• Given exercise
Render the following material again verbatim, leaving nothing out.

• Material for this exercise
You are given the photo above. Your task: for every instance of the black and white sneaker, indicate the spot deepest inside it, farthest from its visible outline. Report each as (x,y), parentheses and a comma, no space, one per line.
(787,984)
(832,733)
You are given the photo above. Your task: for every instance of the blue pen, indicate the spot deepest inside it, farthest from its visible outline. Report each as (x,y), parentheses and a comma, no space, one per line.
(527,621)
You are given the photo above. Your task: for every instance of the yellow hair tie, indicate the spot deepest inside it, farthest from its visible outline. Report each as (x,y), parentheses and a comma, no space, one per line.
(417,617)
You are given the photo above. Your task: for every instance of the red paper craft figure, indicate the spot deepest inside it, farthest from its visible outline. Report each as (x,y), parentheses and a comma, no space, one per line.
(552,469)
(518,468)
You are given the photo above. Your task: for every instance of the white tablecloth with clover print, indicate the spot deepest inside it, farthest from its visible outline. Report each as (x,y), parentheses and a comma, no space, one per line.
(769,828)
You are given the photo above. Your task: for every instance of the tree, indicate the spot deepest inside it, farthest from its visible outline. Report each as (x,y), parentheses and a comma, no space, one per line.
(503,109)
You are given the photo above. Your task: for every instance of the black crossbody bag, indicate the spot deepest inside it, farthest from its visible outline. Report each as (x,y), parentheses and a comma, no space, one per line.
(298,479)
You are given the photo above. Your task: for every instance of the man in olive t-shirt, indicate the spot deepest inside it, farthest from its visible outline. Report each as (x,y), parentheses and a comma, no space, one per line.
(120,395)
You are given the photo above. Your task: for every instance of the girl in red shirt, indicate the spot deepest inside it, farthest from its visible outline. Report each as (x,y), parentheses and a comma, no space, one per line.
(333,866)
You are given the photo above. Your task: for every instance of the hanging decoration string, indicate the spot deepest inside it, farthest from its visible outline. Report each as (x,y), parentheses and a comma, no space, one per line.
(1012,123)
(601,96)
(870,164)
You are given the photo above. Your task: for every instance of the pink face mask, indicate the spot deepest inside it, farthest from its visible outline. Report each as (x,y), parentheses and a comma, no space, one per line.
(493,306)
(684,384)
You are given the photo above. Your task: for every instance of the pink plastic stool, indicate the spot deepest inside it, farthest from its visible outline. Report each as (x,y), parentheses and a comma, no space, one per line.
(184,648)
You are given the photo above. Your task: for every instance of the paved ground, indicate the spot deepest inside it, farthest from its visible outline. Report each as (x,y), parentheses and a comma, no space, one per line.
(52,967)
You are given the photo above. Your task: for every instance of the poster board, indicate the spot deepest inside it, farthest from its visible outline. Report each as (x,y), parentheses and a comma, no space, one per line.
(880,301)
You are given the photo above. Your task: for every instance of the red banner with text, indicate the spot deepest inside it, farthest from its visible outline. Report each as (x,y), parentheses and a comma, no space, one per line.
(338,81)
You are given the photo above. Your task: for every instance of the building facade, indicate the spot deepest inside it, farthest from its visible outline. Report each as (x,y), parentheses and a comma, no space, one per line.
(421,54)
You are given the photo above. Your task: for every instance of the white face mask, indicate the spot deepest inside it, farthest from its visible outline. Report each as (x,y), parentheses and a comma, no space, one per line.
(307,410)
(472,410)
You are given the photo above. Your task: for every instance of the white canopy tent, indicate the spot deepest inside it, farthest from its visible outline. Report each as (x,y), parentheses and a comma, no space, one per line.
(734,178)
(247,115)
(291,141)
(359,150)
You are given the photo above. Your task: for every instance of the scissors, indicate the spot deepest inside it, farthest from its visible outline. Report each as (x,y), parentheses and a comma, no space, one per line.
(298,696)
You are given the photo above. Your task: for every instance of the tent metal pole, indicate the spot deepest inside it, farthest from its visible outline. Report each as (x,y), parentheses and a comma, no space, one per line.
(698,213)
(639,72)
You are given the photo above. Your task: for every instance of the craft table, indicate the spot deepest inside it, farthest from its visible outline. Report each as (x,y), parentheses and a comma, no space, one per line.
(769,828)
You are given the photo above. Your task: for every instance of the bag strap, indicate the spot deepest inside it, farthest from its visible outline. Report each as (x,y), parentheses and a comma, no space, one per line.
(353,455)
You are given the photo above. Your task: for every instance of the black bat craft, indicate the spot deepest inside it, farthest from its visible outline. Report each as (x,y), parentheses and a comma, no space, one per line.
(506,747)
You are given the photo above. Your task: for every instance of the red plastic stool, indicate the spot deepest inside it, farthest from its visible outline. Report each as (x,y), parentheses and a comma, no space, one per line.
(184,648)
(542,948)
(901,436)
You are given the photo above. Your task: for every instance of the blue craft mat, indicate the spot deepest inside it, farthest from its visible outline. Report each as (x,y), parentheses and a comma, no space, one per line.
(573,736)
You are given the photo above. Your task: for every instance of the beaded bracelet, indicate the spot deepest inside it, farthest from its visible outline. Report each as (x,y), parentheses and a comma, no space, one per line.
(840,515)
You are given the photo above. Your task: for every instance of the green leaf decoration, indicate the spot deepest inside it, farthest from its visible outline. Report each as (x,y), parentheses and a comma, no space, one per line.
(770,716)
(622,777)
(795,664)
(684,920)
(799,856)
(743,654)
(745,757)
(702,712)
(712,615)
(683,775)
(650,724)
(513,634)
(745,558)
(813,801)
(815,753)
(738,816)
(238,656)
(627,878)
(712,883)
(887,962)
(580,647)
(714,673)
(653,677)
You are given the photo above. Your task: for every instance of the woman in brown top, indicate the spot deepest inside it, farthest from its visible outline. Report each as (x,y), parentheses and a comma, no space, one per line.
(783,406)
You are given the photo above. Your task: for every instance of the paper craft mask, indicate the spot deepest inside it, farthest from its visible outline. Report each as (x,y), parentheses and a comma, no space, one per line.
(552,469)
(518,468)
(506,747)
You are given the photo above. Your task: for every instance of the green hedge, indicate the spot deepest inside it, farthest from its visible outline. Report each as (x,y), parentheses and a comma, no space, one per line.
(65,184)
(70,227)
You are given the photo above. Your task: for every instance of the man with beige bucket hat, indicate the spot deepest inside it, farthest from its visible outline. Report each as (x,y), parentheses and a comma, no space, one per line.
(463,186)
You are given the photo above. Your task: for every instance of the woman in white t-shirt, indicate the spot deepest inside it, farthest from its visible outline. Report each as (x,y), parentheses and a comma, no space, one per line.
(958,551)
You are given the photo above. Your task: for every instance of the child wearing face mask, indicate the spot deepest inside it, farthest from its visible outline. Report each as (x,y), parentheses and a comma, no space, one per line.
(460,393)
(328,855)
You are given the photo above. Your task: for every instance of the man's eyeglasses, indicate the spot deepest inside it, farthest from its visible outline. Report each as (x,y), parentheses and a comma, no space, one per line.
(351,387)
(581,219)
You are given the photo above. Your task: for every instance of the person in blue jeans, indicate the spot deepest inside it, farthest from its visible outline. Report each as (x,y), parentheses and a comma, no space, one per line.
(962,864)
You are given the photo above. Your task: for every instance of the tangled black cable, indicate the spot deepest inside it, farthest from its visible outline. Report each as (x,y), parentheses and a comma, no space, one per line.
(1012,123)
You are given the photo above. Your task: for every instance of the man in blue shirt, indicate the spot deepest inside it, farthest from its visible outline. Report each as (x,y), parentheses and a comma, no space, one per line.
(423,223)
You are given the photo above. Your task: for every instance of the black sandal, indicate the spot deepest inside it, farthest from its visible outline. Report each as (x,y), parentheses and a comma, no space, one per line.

• Written answer
You are given the photo above. Your task: for every instance of the black and white sneaker, indicate the spot deepest inside it, farthest from its visible outline. Report each as (x,y), parentheses and a comma, no space, one per line.
(787,984)
(832,733)
You are given the photo above. Your task: for every instance of the blue pen, indicate the spot deepest inside it, farthest from its visible outline. Report each as (x,y), parentheses and a comma, no space, one per line.
(527,621)
You are given the photo above. Your task: for every instance of the yellow hair tie, indicate the spot deepest inside it, farthest from its visible outline. Report each as (x,y), parentheses and a comma, no space, one per line.
(417,617)
You are given the photo above. Your task: for every instance of the red paper craft figure, indicate the spot deepest inside it, farthest from its visible outline. Report each as (x,y), parentheses and a comma, no space, one per line.
(552,469)
(518,468)
You are given the photo above. Your task: for every instance of the white tablecloth with clover print, indicate the spot deepest inside it, farthest from its visible outline. Report each as (x,y), parentheses and a comma, no space, one per line.
(769,828)
You are given the photo above. Your task: for every instance of the tree, indicate the spot deepest inside it, farthest from its visible outline. Report each as (x,y), parentheses and a comma, no space, one per line.
(503,109)
You are given the photo above. Your task: for every instance of the black crossbody bag, indicate the spot deepest inside it, farthest from its visible outline. Report each as (x,y), parentheses and a comma, no space, one per line.
(298,479)
You are given the photo above. Your task: for every instance of the man in olive t-shirt, indicate the spot deepest inside it, farthest from its visible outline. Report each as (x,y), parentheses and a comma, no space, one per line.
(120,395)
You are given the photo above. Your task: for every instance of the girl in red shirt, indicate the spot deepest inside it, farthest from its visible outline. Report each as (x,y), parentheses and a comma, no space, one per line.
(333,866)
You are given the photo above. Your task: for every instance of the hanging decoration string, indicate the spot deepest inside it, farthest from its visible outline. Report each as (x,y), parentheses and a comma, no space, one per line.
(1012,123)
(601,96)
(870,164)
You are given the photo above. Your task: for every instance of the pink face mask, indicate the spot deepest inside it, farthest from its visible outline. Report each as (x,y), parentheses and a comma, no space, one per line.
(493,306)
(684,384)
You are given the photo above. Your task: for every instance of the pink plastic stool, indicate the spot deepest inside it, farthest from its visible outline. Report each as (x,y), parentheses and a comma, no space, one per line.
(184,648)
You are given the photo above. Your task: for every instance of the paved ground, indicate the spot deepest inside it, farthest from its visible outline. Report each as (x,y), parentheses and a comma, no space, one per line.
(52,967)
You are given the photo above. Your task: for every instance of the poster board, indicate the spot deepest inside it, farthest from its visible outline. Report each as (x,y), parentheses and a comma, no space, one per line.
(880,301)
You are given the photo above. Your task: for every instance of the red banner with text, indicate the spot deepest inside it, farthest from its visible outline. Report each as (x,y), parentheses and a comma, no space, one per line.
(338,81)
You are given the photo above. Your task: for every instance of the building facade, indicate the spot deepest inside it, farthest from its visible outline. Report each as (x,y), parentheses and a comma, no space, one per line.
(421,54)
You are given the photo above. Your task: for every instance of the white face mask, indicate the spot deepest inside it, farthest from its visible outline. Report each as (x,y), parentheses and a comma, no space, one per line.
(307,410)
(472,410)
You are given the photo above. Your task: for every instance of the white canopy tent, indicate the spot deepest inside it, farthest from its visible outline. Report each as (x,y), parentheses and a comma, no space, one per line.
(734,178)
(247,115)
(291,141)
(359,150)
You are given the photo above. Your task: for every instance of the scissors, indicate the spot deepest inside it, farthest from its visible outline. Report each as (x,y), parentheses and a comma, no space, one per line.
(298,696)
You are given the photo above. Your task: for every instance of the tent metal pole, indicate the spot deepest inside it, farthest from its visible outline. Report each as (x,y), parentheses and a comma, no space, one per line.
(698,213)
(639,72)
You are given the photo above. Your task: for every instance of the craft table, indicate the spot deepest inside it, farthest from its visible outline. Report each as (x,y), parentheses and a comma, no space, one per line.
(769,828)
You are given the photo above. Your task: for every instance of the bag strap, indicate the spot deepest inside it, farthest from its visible outline. Report each as (x,y), parentheses and a comma, no space, one per line.
(353,455)
You are given the photo above. Your task: for every instance of the black bat craft, indicate the spot deepest inside it, farthest from its visible outline. Report each as (x,y), parentheses and a comma, no space, one per line.
(506,747)
You are given the photo above. Your task: for every instance of the red plastic stool, indicate the spot deepest inside it, farthest from its visible outline. Report each as (x,y), parentheses and a comma, no space, one per line.
(184,648)
(542,948)
(901,436)
You are given the photo above. Your task: for every instance of the blue craft mat, indicate the spot deepest inside it, farthest from its visible outline. Report each as (x,y), parentheses and a comma, no space, one per line.
(573,736)
You are given the photo above. Your task: for every instance of the beaded bracelet, indicate the spot deepest inside it, farthest from its visible outline. Report each as (x,y), parentheses and a comma, no space, one per line.
(840,515)
You are given the photo above. Your task: for every instance of the green leaf decoration, indicate the spot deepest inside it, farthest from its visible outline. Report each as (x,y), parentheses and a comma, no space, one per line.
(770,716)
(622,777)
(795,664)
(684,920)
(799,856)
(743,654)
(745,757)
(702,712)
(712,615)
(683,775)
(650,724)
(513,634)
(745,558)
(813,801)
(815,753)
(738,816)
(238,656)
(627,878)
(712,883)
(887,962)
(580,647)
(714,673)
(653,677)
You are given the photo above. Your task: for every instance of the woman in brown top, indicate the spot deepest inside it, farthest from its visible outline. Report each as (x,y), parentheses and a comma, no space, one per line.
(783,406)
You are given the photo above. Your task: for every instance of the paper craft mask, indicate the spot deepest inside it, farthest from its visible outline. Report each as (x,y), parentheses and a comma, no space, one per line.
(552,469)
(518,468)
(506,747)
You are given the photo above. Your task: for every instance of the green hedge, indicate the spot deepest inside it, farthest from its visible outline. Report each as (x,y), parentheses and a comma, no space, one per line.
(65,184)
(70,227)
You are given the photo above. Your task: for every instance of the man with beige bucket hat, indicate the spot deepest inside it, farthest from its visible outline. Report each as (x,y), parentheses and a comma, no space, one per line.
(463,186)
You are given the photo above. Your task: for every instance of the woman in white t-shirt, indicate the spot deepest inside it, farthest from its visible outline. Report each as (x,y), parentheses and a comma, no space, one per line.
(958,551)
You are given the photo above. Your task: for every instance of the child wearing face mask, indicate the spot deepest inside it, farthest from its visible outline. Report each as (x,y), parentheses and a comma, no space, one per line.
(460,393)
(328,855)
You are given the photo above. Your task: for every instance of the man's eyeglasses, indicate the spot deepest inside it, farthest from its visible outline. Report each as (x,y), parentheses and a comma, no space, one per line.
(351,387)
(581,219)
You are given the photo above. Your task: for every instance of the person in blue jeans, indicate the spot deepest inside it, farthest from its visible outline. Report each as (x,y), parentheses and a comma, no space, one per line.
(962,864)
You are given the photo above. Your task: for every instance of the tangled black cable, indicate the spot deepest inside it, farthest from its visible outline. Report each as (x,y), parentheses and a comma, no space, one per line.
(1012,123)
You are given the photo above. Your task: for every instance of the man in blue shirt, indicate the spot deepest inside it, farthest from its visible outline. Report each as (x,y), parentheses and a comma, no space, one per line.
(423,223)
You are given the photo above. Your task: for every instance of the black sandal, indicate the spot deepest inside it, farthest from its visible outline. Report each as (x,y), parentheses and a comma, no space, one per line.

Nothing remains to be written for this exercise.